## Short problem
Starting at the first line of the listing and ending at the line that contains "(501, 1206)", give those lines as a Markdown table with the columns Row and Line. Number each line and leave out blank lines.

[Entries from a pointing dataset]
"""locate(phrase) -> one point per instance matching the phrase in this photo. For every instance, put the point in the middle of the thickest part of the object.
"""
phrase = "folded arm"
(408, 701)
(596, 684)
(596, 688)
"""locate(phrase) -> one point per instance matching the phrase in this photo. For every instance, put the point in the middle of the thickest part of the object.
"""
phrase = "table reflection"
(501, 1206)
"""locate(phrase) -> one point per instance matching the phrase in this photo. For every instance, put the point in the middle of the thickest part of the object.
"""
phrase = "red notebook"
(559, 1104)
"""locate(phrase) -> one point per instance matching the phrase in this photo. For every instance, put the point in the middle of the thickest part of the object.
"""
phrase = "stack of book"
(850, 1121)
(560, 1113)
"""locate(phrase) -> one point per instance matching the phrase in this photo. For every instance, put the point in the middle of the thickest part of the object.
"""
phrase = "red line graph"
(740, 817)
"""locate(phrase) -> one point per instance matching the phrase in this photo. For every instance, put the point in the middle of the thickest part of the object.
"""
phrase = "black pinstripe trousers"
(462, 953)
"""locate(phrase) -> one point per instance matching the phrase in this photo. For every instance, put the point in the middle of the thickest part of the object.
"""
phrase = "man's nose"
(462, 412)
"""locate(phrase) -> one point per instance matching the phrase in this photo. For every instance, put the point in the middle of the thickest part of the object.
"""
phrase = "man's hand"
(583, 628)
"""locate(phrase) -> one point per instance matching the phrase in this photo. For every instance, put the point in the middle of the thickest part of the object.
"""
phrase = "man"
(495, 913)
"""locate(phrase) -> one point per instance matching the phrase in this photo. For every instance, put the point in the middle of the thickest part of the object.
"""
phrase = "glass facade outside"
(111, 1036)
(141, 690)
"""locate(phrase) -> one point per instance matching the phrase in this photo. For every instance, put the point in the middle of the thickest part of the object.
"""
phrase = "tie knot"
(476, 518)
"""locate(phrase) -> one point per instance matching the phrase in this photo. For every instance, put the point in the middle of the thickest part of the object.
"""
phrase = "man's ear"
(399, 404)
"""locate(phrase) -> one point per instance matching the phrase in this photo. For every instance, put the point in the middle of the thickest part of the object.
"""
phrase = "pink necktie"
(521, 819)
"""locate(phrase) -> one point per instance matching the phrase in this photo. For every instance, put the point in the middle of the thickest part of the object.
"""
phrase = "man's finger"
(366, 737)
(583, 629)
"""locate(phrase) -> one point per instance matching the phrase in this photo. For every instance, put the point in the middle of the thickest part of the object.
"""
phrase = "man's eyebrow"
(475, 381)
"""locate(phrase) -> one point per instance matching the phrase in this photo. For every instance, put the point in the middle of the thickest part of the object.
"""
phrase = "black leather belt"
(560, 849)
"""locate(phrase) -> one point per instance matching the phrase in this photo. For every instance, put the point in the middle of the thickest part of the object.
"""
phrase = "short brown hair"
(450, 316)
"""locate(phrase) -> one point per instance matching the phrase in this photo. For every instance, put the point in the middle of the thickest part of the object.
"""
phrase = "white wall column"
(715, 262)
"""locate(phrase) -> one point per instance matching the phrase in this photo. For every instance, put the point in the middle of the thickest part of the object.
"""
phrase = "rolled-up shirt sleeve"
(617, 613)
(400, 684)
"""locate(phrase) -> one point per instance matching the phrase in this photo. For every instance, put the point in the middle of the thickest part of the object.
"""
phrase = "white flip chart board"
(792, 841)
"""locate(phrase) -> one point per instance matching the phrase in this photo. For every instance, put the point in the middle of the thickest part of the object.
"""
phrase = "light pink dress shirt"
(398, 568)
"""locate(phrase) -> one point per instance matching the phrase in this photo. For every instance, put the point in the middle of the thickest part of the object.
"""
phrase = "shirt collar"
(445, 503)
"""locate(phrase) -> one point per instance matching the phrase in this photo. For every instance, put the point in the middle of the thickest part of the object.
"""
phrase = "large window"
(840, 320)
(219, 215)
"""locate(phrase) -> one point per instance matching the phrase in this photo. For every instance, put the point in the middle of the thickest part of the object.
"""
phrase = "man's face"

## Answer to this task
| Row | Line |
|---|---|
| 1 | """locate(phrase) -> one point per instance matching the phrase in this photo. For every instance, put the point in the middle of the thickest part of the object. |
| 2 | """ |
| 3 | phrase = "folded arm" |
| 4 | (408, 701) |
| 5 | (596, 684) |
| 6 | (596, 688) |
| 7 | """locate(phrase) -> one point per instance matching the phrase in this photo. For every instance, put the point in the middle of the thickest part of the object. |
| 8 | """ |
| 9 | phrase = "table reflection" |
| 10 | (501, 1206) |